### Working data
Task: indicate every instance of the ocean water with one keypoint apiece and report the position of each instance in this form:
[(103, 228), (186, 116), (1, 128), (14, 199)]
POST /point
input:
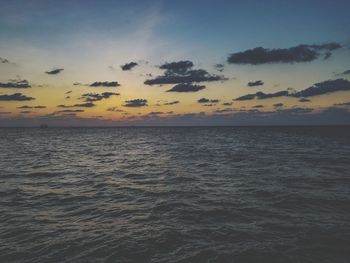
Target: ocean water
[(196, 194)]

### To be done
Copy each line of the entries above word for word, leaving the pictures out of your answer.

### Full response
Task: indicate every instance of the ocean water with one keypoint apiece and report the position of each instance in this form:
[(103, 228), (186, 116), (1, 128), (14, 199)]
POST /point
input:
Target: ocean water
[(196, 194)]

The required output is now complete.